* begin *

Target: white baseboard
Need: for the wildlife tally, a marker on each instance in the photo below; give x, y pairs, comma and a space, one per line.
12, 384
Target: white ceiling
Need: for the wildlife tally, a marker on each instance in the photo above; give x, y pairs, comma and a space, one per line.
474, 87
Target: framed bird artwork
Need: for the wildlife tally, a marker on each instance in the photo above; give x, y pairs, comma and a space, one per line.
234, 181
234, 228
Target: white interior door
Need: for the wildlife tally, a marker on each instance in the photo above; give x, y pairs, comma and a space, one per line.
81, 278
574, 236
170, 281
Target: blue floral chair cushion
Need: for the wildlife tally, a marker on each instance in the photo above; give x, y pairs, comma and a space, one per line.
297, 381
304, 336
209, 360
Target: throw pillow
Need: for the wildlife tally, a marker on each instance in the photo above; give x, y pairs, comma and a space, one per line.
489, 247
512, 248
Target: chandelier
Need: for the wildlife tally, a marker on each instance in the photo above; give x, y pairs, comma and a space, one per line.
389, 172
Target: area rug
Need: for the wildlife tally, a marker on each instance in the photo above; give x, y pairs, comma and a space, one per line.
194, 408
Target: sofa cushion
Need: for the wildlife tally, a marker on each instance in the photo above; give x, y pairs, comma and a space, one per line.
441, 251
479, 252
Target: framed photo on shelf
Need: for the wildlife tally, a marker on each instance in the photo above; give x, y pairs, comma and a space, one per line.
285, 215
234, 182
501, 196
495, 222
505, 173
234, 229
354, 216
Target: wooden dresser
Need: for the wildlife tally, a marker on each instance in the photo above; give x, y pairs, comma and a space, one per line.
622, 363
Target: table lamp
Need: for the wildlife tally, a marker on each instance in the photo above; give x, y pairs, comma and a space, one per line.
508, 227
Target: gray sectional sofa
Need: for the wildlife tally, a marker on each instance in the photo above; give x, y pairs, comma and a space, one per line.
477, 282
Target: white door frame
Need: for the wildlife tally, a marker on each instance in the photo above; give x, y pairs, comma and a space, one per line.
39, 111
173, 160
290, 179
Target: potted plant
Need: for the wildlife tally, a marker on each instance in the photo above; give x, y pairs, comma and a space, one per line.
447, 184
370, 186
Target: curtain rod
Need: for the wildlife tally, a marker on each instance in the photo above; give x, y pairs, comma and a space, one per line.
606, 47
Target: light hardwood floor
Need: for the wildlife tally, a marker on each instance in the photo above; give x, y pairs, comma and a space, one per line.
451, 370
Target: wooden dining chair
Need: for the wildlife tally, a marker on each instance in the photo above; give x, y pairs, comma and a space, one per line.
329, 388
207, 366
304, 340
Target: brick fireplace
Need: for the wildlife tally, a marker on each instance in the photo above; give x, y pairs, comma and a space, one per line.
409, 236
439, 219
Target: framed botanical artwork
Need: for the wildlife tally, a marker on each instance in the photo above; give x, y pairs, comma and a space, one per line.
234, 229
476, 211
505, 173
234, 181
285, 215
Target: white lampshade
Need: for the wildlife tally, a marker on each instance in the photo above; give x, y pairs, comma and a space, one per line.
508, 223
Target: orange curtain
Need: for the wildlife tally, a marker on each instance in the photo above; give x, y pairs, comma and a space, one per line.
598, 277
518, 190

* end *

### OBJECTIVE
Please reproduce all of the entries above word for word, with nothing added, dropped, or reordered.

### OUTPUT OF THE TASK
Target: white baseboard
Need: for the wildlife tally, a marker on each instance in the photo below; give x, y pairs, comma and a space, one per line.
12, 384
Target: white ceiling
Need: for the wildlife tally, a marker on each instance in the photo above; give x, y pairs, comma and a space, one per line.
474, 87
Target: framed bird artwork
Need: for the wildlife tally, a marker on each instance in the photo above; give x, y pairs, comma and a space, one per line.
234, 181
234, 228
Target: white interior door
Need: for the wildlife tally, a marker on each instance in the photo above; give x, y pairs, comma and a space, one per line.
81, 278
574, 236
170, 281
Target: blue floral chair cushion
Need: for the wildlife tally, a marker on each instance in the photo above; give x, y pairs, comma and a space, one per line.
297, 381
304, 336
209, 360
Target: throw pillow
Need: for the wildlife tally, a marker on each instance in the photo above; give x, y pairs, comma and a space, one per line.
489, 247
512, 248
Target: chandelier
Need: for the wildlife tally, a marker on each instance in the photo above; give x, y pairs, comma and a space, one per line.
389, 172
Target: area rug
Need: for the wildlife tally, a marker on each instance in the photo above; give x, y pairs, comma and a space, one per line.
194, 408
Target: sofa cushion
Need: for the wildlife tally, a marker on each instance in the photo above; give x, y pairs, comma and a space, one per line.
441, 251
479, 252
Target: framed photo on shelf
Need: for the wildlife tally, a marker on each instance in the photo above; give x, y pairs, comma and a space, one per line.
285, 215
234, 182
501, 196
495, 222
505, 173
234, 229
354, 216
Target: wooden dresser
Need: for the wildlife tally, a marker on each instance in the photo above; give x, y pairs, comma and a space, one per line.
622, 363
Target: table lamp
Need: for the wildlife tally, a marker on each instance in the photo above; give x, y pairs, comma and a space, one per line.
508, 227
Target: gray sectional sofa
Need: for the wildlife tally, a marker on each instance in the photo above; give x, y pairs, comma and a space, one per line.
477, 282
Target: white door frame
Need: for the wildlife tally, a marker on each instance in the photo above; give x, y pairs, comma and a space, one per line.
39, 111
173, 160
290, 179
Target: potted plant
Need: for the wildlife tally, a marker on each instance in the photo above; give x, y pairs, comma and a space, one per line.
447, 184
370, 186
Target: curtain rod
Need: for the wildlife tally, a marker on each instance in the photo above; give x, y pairs, comma and a space, one per line.
606, 47
Target: light hardwood floor
Need: for the wildlife tally, a marker on each instance in the photo above; give x, y pairs, comma and a space, one per line.
451, 370
Target: wooden dining chair
Need: for the wildlife tally, a marker on each instance in the photo above; give x, y pairs, comma and a space, one per line.
329, 388
207, 366
304, 340
Target: brick fireplace
Need: for the wildlife tally, a marker on each instance in the photo above; give x, y pairs, comma and a space, one per line.
409, 236
439, 219
Target: framed botanical artwork
Need: for the wildlife tally, a marker on each instance in the photo above; give x, y pairs, comma and a space, one per line.
234, 229
476, 211
505, 173
234, 181
285, 215
Target: white lampshade
Need: for the wildlife tally, a marker on each instance in the photo above; give x, y pairs, comma and a space, one per line.
508, 223
Target: orange curtain
Need: for the wildlife tally, a marker on each instance in the photo above; give x, y pairs, comma and a space, one per line.
598, 277
518, 190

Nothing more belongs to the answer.